■ **Document segment**
That sounds fine; I think Conumdrum mentioned that. If you have been scouring the WCing section, then you probably have seen my post about my water cooling build. If you are looking to internally mount a 120.3, like discussed, just choose your case wisely, its a big boy:). Also, if you want to overclock, you might want to consider other than stock (depending on what mobo you buy) cooling for your North Bridge. Thermalright makes a decent sink for it while Noctua has an even better one. You could always factor a chipset water block into the loop.

As for ram, mosfet, and soutbridge. As long as you maintain an influx of fresh air into the case (besides whats being pushed through your rad) and towards those components, it should be fine. I have never actually touched the southbridge sink, however, i dont think that it will ever really need cooling beyond the stock.

You can always purchase something liek this

I actually have one that I won off of another forum. Its nice little fan that keeps some air flow over your board. The only thing is, I would put it on a controller cause it can be noisy.

From everything I have read, water cooling ram is pointless. Its generally said that it only increases your chances of leaks, limits your flow, and offers little to no gain in performance. Some companies do offer mosfet water cooling blocks, but I would think you are better off just use passive sinks on them and maintaining airflow in the region. I would think that for the amount that such blocks would limit flow, it just wouldnt be worth it.

■ **Supplied records**
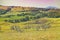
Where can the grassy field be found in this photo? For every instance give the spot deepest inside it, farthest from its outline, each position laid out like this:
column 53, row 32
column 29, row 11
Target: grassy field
column 53, row 33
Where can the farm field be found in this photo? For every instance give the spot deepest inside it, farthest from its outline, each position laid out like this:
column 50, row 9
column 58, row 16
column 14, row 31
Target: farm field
column 53, row 33
column 22, row 23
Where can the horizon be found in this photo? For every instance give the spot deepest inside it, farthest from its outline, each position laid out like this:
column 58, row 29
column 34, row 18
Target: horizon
column 31, row 3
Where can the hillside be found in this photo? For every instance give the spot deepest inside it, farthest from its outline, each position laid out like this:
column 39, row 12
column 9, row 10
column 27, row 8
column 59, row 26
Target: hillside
column 29, row 23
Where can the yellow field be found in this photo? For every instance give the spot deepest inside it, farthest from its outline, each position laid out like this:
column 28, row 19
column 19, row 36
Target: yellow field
column 53, row 33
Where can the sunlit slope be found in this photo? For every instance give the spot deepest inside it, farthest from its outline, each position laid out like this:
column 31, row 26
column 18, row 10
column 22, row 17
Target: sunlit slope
column 52, row 33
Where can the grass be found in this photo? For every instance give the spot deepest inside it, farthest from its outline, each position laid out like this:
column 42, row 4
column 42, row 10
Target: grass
column 53, row 33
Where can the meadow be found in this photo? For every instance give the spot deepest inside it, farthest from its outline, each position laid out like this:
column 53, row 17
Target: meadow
column 30, row 25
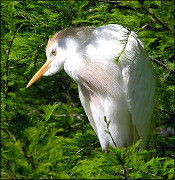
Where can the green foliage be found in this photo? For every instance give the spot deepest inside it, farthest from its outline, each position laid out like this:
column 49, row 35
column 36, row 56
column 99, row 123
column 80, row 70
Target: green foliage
column 45, row 133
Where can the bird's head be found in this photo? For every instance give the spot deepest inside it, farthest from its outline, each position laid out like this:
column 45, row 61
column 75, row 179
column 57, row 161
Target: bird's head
column 55, row 59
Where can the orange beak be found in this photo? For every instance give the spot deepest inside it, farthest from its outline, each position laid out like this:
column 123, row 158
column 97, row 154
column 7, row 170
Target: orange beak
column 43, row 69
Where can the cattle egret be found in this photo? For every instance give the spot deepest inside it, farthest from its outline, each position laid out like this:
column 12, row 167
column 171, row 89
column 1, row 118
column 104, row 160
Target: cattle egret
column 115, row 78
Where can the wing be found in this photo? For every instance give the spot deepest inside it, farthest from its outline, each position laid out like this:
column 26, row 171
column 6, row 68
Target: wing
column 139, row 83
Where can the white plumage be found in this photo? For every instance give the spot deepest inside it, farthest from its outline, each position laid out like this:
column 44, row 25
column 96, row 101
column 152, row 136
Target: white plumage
column 122, row 91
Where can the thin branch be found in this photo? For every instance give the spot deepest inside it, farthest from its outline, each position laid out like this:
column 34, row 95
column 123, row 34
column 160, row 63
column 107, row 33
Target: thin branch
column 12, row 134
column 86, row 147
column 158, row 20
column 115, row 2
column 162, row 65
column 6, row 73
column 143, row 27
column 107, row 123
column 14, row 67
column 170, row 114
column 26, row 56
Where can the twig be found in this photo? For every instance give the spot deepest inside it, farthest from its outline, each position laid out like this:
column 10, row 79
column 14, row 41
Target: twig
column 158, row 20
column 143, row 27
column 170, row 114
column 107, row 123
column 6, row 73
column 85, row 147
column 32, row 51
column 116, row 2
column 14, row 67
column 150, row 173
column 162, row 65
column 12, row 134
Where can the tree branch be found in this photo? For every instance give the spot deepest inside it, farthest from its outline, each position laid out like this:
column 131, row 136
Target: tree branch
column 158, row 20
column 32, row 51
column 6, row 73
column 162, row 65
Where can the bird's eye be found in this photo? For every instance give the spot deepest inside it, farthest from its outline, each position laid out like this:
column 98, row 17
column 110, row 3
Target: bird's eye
column 54, row 52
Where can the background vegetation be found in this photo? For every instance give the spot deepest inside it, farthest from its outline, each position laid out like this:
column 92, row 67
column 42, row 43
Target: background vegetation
column 45, row 133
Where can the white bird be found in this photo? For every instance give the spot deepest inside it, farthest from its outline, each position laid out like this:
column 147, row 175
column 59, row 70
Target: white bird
column 115, row 79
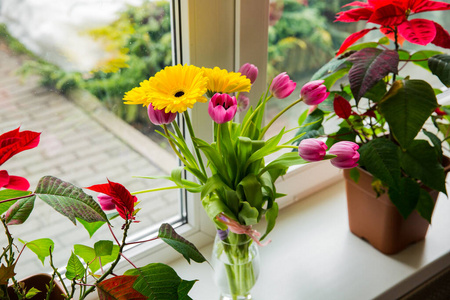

■ **Stated goal**
Please write the next part of the forum post about water cooling a PC build, starting after its final sentence.

■ **Reply**
Hey Phil, I've been taking a look to your build, good stuff there :thup:. Then I've seen... my main concern about changing stock NB cooling is that with the usual heatpipe cooling design of many boards (it doesn't seem to be your case) I don't know what to do with mosfet and SB cooling... I noticed that your board doesn't have any mosfet heatsink, doesn't they get toasted? :eh?: I've seen some people using ramsinks on mosfets after taking off the mobo heatpipe, but I don't know if it's a good enough solution...

Anyway, I see that if I had a good airflow in the case going around those areas is enough, and if I have a side fan blowing directly against the board, it could be better (as said by previous posters). So now I've to value the pros and cons of each option, and look for a case that suits my needs (and thank you Phil for the advise regarding the triple rad! They are really big boys hehe).
 
thanks Farinorco. yeah, i have actually been considering something for mosfets. my original NB sink was just a little metal block with fins. Easy pin mounting. the cooler in the photos from my thread is actually the thermalright hr-05.

southbridge should be fine with stock..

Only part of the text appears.